## Quoted text
"""

Strolling along the Paulinskill Valley Trail is a fine way to spend a summer day. With access points and parking spaces in many places along this 27-mile soft dirt-cinder path, you can stroll at leisure or pick up the pace as you wish. You can also explore off trail and discover hidden gems of nature, history and the early culture of coal, commerce and railroads. Managed by Kittatinny Valley State Park, the trail is flat, easy and comfortable for walkers, bicyclists, dog-sledders and horse-back riders.
I start on the trail at Warbasse Junction in Lafayette Township, just north of the trailhead in Sparta. The path crosses a trestle bridge over the Paulinskill River where the New York, Susquehanna and Western Railroad once chugged carrying coal from eastern Pennsylvania. The river (a.k.a. Paulins Kill), which begins unceremoniously in Newton, flows to the Delaware River in Columbia. The path slides through wetlands of skunk cabbage and ferns, feathery phragmites and multi-trunked red maples, all indicative of the hydrology. Bird song rings out rich and clear, and wild flowers perfume the air making for a sensory walk in Nature.

"""

## Problems to solve
1/ Change "summer" to "spring" in the Paulinskill Valley Trail account, then write out the part that opens with the words "Strolling along the" and closes with "and horse-back riders.".
2/ Answer these questions about the Paulinskill Valley Trail account:
(a) How long is the trail?
(b) Which park manages the trail?
(c) Where does the Paulinskill River end up flowing?
3/ Carry on the Paulinskill Valley Trail account from its last sentence.

## Source data
"""

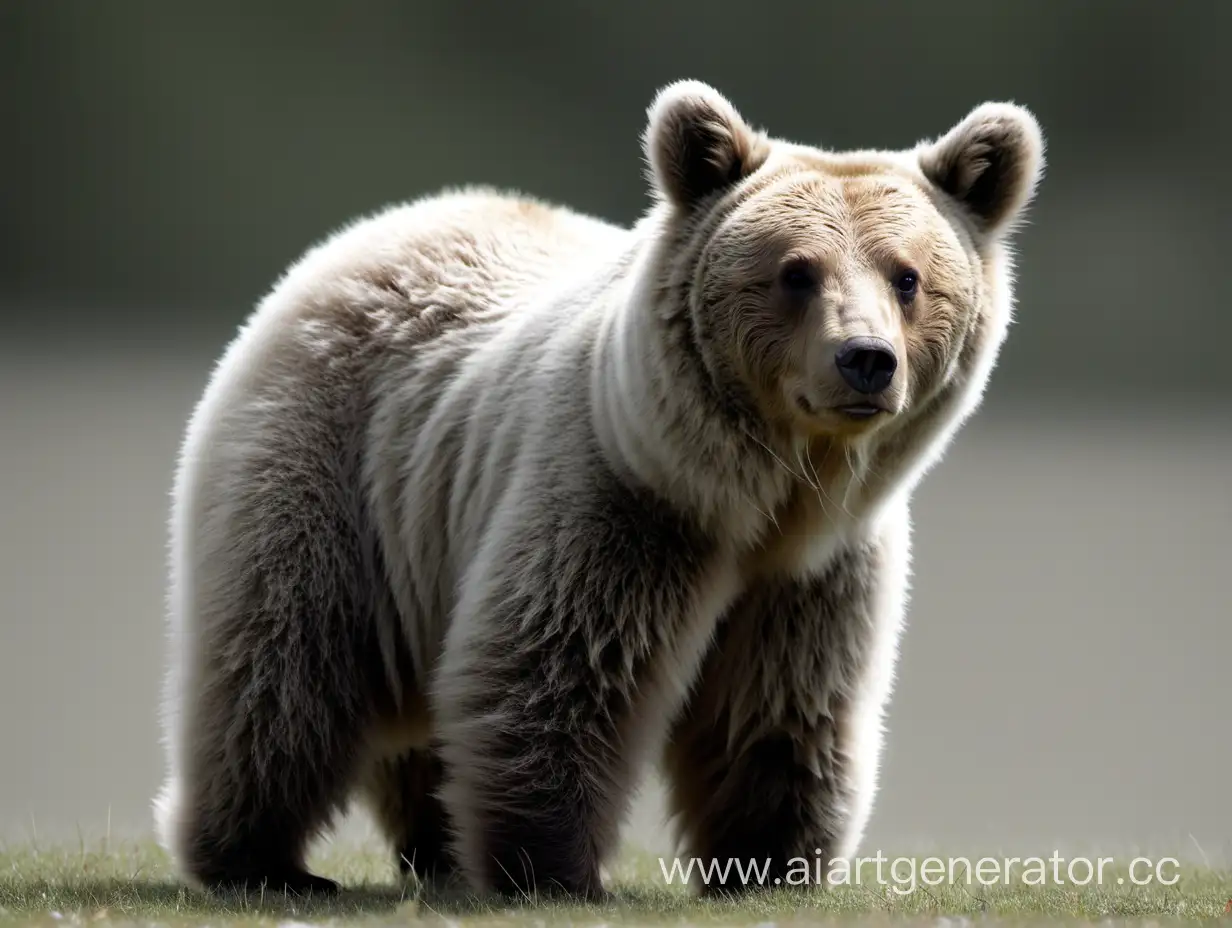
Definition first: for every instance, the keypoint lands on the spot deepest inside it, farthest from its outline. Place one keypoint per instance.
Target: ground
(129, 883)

"""

## Written responses
1/
Strolling along the Paulinskill Valley Trail is a fine way to spend a spring day. With access points and parking spaces in many places along this 27-mile soft dirt-cinder path, you can stroll at leisure or pick up the pace as you wish. You can also explore off trail and discover hidden gems of nature, history and the early culture of coal, commerce and railroads. Managed by Kittatinny Valley State Park, the trail is flat, easy and comfortable for walkers, bicyclists, dog-sledders and horse-back riders.

2/
(a) 27 miles
(b) Kittatinny Valley State Park
(c) The Delaware River in Columbia

3/
Soon the trail intersects its sister rail-trail, the twenty-mile Sussex Branch. Heading north, the wide, cinder path is open and well-maintained with vegetation kept at a distance. Views vary: houses with gardens, farmettes with backyard horses and tractors, fields and old stone walls. Young maples regenerate in the sun. The path tunnels through a massive rock outcrop dotted with lichens, ferns and a few tenacious trees. Berms allow views from above.
Crossing Rt. 206 in Augusta, the trail leaves civilization and enters woodland. The air gets cooler on a narrower path through cathedral-like trees: red and black oaks, maple, shagbark hickory, ash. Violets, ferns and wood poppies line the path and perk the spirit. Down below in the wetlands, elderberry blooms. Intrepid cooks can make home-made syrup or wine with the blossoms. At 2.8 miles later I emerge at Rt. 519 in Balesville where daylilies greet me below the path.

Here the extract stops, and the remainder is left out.